### Text passage:

────

Eighty-year-old Donzella Washington made history when she graduated from the Alabama A&M University as magna cum laude and its oldest graduate.
Washington finished a Bachelor’s degree in social work with a 3.6 GPA, according to Alabama A&M University’s official Facebook page on Dec. 5.
She joined over 400 students in receiving their degrees at the commencement exercises on Dec. 6. CBS-affiliate WHNT confirmed on Dec. 6 that Washington was the oldest graduating woman who crossed the stage in the university’s history.
80-Year-Old to Receive Degree at AAMU CommencementWhen the more than 400 Alabama A&M University undergraduate and…
Posted by Alabama A&M University on Thursday, December 5, 2019
Washington was born in Memphis, Tennessee, but grew up in Los Angeles, California. She and her husband met at a church and resided in a farm in Pixley, California, where they fostered 30 children.
Washington apparently stuttered a lot as a child, which took a blow on her confidence, according to the university’s post. She also told WHNT that apart from her stuttering, her two siblings hindered her from pursuing her education.
“Two of them always let me know that I was the dumb one, so I really grew up feeling I was really dumb,” Washington said in the report.
She eventually overcame her stuttering after taking speech classes at the College of the Sequoias, but by that time, she was already in her thirties, according to the university.

────

### Given problem 1:
Retype part of the graduation article. Begin at the words that have "Eighty-year-old Donzella Washington" and stop after "page on Dec. 5.".
The graduation article has no connection to the records.

### Input rows:
────

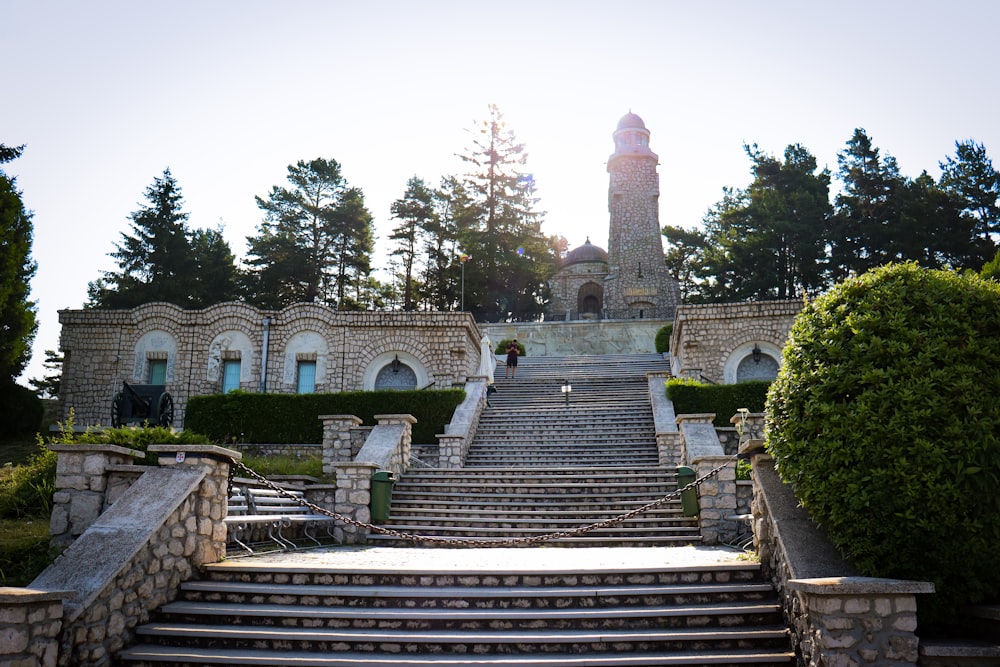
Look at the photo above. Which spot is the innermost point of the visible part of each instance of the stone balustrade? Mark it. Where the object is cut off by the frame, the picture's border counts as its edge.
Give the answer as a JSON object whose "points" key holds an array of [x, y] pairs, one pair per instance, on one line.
{"points": [[837, 618]]}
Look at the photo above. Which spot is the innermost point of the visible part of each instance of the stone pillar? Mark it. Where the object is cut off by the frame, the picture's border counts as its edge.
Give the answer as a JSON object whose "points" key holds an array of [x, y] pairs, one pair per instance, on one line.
{"points": [[337, 440], [30, 623], [400, 460], [353, 499], [206, 530], [81, 486], [861, 620], [716, 498]]}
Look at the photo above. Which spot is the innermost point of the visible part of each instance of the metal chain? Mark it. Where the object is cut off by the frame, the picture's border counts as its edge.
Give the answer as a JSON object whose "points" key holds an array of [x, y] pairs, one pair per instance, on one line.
{"points": [[470, 542]]}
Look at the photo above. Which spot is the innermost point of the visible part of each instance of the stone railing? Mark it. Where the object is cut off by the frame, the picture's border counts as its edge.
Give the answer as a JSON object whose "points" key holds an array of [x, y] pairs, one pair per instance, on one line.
{"points": [[458, 435], [668, 438], [836, 616], [386, 448], [136, 553]]}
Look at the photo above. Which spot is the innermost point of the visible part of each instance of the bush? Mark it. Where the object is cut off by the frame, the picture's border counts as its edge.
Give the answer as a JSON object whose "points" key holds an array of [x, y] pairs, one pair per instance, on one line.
{"points": [[502, 348], [23, 410], [725, 400], [884, 418], [294, 418], [662, 340]]}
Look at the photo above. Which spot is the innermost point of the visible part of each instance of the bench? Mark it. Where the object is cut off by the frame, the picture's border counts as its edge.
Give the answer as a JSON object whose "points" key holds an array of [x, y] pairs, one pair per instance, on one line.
{"points": [[251, 511]]}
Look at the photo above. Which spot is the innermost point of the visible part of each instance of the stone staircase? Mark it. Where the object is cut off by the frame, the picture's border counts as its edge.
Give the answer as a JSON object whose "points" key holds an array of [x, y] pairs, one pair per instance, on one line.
{"points": [[542, 464], [537, 466], [242, 614]]}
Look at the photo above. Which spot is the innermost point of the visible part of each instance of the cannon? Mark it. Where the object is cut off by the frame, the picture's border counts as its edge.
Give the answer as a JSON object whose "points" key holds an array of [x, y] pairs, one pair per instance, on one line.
{"points": [[142, 403]]}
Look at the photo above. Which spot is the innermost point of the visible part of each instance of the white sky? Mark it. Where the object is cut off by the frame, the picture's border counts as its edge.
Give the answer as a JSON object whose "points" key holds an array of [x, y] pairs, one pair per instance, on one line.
{"points": [[105, 95]]}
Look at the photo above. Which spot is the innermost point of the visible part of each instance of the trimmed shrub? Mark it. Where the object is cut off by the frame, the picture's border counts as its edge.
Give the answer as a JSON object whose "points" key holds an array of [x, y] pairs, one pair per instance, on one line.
{"points": [[884, 418], [294, 418], [662, 340], [502, 348], [23, 410], [725, 400]]}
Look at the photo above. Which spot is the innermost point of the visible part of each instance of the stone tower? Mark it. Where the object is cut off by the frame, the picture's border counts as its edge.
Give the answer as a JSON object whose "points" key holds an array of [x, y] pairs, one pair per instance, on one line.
{"points": [[637, 284]]}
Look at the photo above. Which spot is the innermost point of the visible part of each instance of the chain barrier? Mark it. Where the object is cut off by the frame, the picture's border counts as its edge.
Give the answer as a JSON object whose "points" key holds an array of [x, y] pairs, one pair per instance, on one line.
{"points": [[462, 541]]}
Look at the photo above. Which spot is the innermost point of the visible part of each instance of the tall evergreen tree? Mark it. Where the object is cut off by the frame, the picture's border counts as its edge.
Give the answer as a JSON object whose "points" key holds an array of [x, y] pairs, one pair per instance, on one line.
{"points": [[315, 242], [867, 229], [17, 313], [416, 213], [511, 260], [971, 177], [766, 241], [163, 260]]}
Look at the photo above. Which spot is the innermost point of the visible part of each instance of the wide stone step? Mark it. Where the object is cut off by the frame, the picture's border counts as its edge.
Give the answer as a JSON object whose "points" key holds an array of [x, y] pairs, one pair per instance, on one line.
{"points": [[514, 641], [148, 655]]}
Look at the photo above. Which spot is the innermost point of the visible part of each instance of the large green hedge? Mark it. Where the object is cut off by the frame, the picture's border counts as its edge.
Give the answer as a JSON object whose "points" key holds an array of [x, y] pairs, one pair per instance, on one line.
{"points": [[886, 419], [725, 400], [294, 418]]}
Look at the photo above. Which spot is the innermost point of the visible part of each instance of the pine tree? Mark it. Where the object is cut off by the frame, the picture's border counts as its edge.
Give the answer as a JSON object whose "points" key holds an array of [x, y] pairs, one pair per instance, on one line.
{"points": [[315, 242], [415, 211], [17, 313], [162, 260], [511, 260]]}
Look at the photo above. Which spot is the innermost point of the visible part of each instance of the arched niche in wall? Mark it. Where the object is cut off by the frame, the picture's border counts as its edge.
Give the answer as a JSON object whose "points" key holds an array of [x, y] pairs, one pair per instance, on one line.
{"points": [[755, 360], [305, 345], [230, 345], [155, 358], [590, 299], [384, 373]]}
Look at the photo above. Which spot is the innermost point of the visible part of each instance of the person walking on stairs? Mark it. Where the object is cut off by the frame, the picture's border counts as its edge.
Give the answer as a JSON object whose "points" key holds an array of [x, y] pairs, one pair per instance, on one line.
{"points": [[512, 352]]}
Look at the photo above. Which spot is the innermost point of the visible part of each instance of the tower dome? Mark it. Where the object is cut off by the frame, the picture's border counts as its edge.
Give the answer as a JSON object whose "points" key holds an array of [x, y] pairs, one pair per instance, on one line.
{"points": [[588, 252], [631, 121]]}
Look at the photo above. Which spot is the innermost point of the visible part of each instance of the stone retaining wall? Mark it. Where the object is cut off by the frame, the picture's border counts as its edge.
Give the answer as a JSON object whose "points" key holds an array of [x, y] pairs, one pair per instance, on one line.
{"points": [[102, 348], [836, 617]]}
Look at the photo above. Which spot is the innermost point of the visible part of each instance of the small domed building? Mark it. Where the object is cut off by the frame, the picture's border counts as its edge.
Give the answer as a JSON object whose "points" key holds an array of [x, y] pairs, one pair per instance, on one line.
{"points": [[578, 289]]}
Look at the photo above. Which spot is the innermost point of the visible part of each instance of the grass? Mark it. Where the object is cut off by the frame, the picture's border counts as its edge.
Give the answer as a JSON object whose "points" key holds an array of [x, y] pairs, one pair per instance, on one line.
{"points": [[24, 550]]}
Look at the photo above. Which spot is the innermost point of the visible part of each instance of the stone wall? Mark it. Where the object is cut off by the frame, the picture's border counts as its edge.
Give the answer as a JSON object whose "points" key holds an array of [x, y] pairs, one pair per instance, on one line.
{"points": [[836, 617], [136, 554], [350, 350], [716, 342], [571, 338]]}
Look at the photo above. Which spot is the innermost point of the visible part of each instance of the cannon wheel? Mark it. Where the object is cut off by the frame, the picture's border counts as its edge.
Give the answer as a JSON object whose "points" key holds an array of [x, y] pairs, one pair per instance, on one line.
{"points": [[116, 410], [165, 409]]}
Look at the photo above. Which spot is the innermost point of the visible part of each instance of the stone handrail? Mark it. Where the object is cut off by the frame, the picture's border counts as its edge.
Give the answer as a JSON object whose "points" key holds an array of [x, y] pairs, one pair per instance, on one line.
{"points": [[458, 434], [836, 616], [153, 537]]}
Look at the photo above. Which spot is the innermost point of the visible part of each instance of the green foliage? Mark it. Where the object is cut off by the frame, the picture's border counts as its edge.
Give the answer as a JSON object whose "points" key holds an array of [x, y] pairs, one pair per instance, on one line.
{"points": [[290, 418], [270, 466], [17, 314], [163, 260], [24, 550], [22, 411], [315, 242], [662, 340], [884, 418], [502, 348], [725, 400], [510, 259], [26, 490]]}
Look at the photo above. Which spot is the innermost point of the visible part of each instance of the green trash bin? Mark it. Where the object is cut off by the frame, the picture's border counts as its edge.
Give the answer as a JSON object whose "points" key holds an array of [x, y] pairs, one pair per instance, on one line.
{"points": [[382, 483], [689, 498]]}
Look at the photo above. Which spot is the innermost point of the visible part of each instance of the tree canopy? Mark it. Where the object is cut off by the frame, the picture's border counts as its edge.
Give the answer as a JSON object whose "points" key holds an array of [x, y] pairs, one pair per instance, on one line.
{"points": [[499, 229], [780, 236], [17, 313], [163, 260], [315, 242]]}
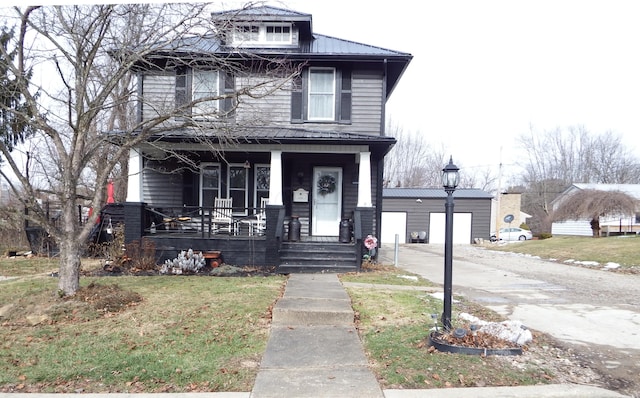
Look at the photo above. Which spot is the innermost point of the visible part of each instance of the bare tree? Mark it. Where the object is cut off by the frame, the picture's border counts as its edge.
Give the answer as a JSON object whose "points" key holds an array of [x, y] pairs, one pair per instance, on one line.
{"points": [[558, 158], [593, 204], [412, 162], [83, 59]]}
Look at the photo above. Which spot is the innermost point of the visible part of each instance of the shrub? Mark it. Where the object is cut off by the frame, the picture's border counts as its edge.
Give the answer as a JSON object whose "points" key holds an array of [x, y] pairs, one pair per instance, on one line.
{"points": [[186, 262]]}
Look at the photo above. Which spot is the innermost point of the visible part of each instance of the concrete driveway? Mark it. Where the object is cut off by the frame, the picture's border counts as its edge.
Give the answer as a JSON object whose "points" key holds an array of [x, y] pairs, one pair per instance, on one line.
{"points": [[593, 309]]}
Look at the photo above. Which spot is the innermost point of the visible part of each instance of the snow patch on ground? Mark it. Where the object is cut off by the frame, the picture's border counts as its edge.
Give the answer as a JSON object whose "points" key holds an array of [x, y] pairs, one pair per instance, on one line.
{"points": [[409, 277], [513, 331]]}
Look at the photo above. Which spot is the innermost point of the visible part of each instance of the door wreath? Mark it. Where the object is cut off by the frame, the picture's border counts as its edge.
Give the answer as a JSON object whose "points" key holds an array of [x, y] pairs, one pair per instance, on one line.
{"points": [[326, 184]]}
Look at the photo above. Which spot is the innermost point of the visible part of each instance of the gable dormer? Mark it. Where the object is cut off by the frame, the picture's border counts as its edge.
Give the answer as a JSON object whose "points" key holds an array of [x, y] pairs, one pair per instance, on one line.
{"points": [[263, 27]]}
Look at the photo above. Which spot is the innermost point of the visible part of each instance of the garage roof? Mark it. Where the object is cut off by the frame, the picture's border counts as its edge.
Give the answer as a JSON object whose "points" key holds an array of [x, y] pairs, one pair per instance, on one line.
{"points": [[434, 193]]}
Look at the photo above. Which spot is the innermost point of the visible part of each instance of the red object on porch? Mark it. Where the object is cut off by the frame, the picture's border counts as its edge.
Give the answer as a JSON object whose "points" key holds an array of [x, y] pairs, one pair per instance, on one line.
{"points": [[110, 192]]}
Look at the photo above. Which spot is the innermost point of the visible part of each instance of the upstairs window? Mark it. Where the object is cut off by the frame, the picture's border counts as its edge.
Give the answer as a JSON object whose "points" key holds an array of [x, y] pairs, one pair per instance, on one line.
{"points": [[193, 88], [262, 34], [322, 95], [246, 34], [205, 84], [278, 33]]}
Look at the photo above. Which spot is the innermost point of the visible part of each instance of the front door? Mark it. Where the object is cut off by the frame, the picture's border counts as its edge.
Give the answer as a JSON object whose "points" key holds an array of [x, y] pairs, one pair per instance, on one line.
{"points": [[327, 201]]}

────

### Given problem 2:
Filter the records down to every line that contains the string "shrub".

### Task result 1:
Eighty-year-old Donzella Washington made history when she graduated from the Alabama A&M University as magna cum laude and its oldest graduate.
Washington finished a Bachelor’s degree in social work with a 3.6 GPA, according to Alabama A&M University’s official Facebook page on Dec. 5.

### Task result 2:
Look at the photo above. Which spot is the innermost point of the visible part of each instance of the trimmed shrub? Mark it. Where the object is cut off by the frame, the picture's border counts as its edge.
Look at the photo above. Which spot is the innermost point of the visible part of each instance of the shrub? Mark it. Where the object is cut off by the frame, the picture's border counts as its edge.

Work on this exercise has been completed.